-- Extracted data --
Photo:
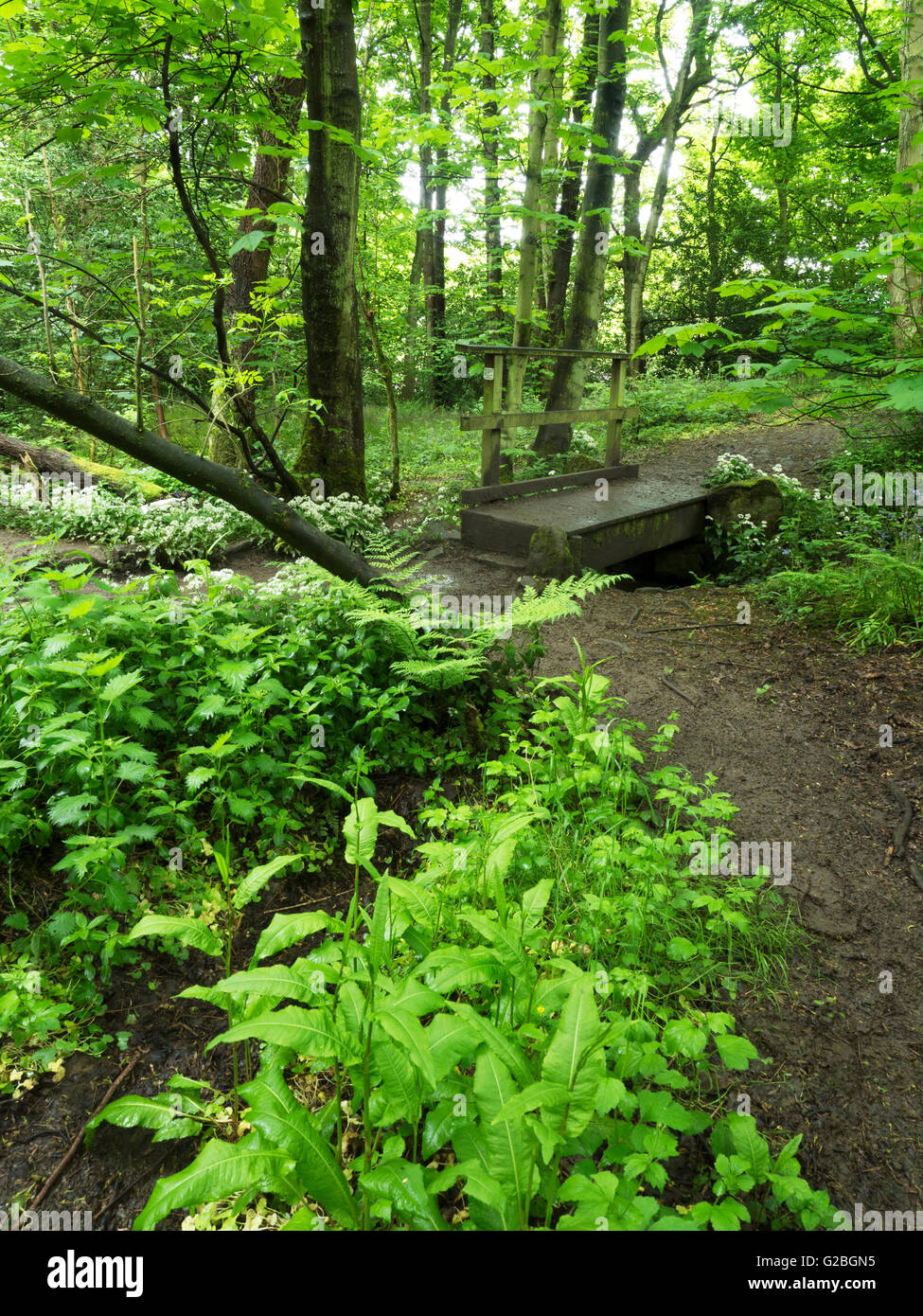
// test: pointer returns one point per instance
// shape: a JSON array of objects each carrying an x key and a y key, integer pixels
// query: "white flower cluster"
[
  {"x": 343, "y": 516},
  {"x": 178, "y": 528}
]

-- Exercise instructions --
Type out each line of the records above exactly, skipping any pictures.

-- Problem solution --
Photo:
// test: pointer returns one point per instance
// shape: a JSON array of objects each carrying an x key and a y key, integer pixels
// query: "white flower cluster"
[
  {"x": 343, "y": 516},
  {"x": 178, "y": 528}
]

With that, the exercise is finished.